### [Exercise task]
Quote the records below from the line with "Put a marker on each instance of the man's eyebrow" up to and including the line with "[(145, 44), (141, 44)]", reproducing each line without change.

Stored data

************

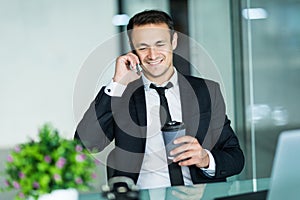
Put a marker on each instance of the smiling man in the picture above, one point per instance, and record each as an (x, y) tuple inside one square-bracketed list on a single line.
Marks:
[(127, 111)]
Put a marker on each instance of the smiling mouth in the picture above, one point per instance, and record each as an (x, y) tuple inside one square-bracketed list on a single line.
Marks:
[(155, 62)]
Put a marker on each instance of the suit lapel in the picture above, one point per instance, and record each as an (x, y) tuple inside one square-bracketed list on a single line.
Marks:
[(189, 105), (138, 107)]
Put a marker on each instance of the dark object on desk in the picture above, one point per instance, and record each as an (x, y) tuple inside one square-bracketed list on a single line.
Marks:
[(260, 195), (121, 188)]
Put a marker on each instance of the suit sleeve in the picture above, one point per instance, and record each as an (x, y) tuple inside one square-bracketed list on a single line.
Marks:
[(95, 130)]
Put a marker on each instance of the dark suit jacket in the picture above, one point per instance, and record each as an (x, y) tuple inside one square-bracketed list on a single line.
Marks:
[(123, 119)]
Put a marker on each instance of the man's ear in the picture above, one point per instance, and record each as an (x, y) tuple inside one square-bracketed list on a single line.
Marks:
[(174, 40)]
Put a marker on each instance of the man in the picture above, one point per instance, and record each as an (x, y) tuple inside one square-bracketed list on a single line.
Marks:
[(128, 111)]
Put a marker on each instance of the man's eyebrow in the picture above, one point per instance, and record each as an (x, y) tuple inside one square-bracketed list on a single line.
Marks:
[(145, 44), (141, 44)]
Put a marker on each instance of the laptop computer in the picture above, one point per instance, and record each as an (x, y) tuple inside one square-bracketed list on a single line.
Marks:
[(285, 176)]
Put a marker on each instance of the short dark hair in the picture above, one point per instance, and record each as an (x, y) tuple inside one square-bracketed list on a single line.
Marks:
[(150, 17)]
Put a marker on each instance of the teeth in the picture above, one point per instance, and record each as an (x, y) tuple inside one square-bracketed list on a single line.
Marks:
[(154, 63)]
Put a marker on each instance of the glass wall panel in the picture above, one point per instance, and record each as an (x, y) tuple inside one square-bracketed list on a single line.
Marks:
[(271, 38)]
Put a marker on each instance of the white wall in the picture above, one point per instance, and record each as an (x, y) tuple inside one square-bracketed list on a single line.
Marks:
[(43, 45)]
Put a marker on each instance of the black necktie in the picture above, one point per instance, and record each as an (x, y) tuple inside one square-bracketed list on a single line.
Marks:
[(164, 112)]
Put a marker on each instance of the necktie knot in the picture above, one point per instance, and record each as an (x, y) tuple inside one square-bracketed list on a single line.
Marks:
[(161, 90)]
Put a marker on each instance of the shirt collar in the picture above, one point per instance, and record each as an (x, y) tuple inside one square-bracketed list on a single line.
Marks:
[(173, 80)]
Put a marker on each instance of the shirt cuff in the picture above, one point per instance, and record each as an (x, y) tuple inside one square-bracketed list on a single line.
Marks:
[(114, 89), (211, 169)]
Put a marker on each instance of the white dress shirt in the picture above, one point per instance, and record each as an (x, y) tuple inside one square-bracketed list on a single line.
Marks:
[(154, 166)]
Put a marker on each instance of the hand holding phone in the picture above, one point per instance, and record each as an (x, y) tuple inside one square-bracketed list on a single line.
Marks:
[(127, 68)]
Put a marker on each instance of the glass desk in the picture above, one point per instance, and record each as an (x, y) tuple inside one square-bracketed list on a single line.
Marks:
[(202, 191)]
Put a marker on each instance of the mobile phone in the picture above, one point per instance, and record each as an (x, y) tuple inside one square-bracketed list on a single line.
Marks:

************

### [The reply]
Put a marker on each instance of the man's eyebrow in the picture above, one point per instance, and record each as an (x, y) tuple inside one square-bracketed list on a single line.
Marks:
[(145, 44), (141, 44)]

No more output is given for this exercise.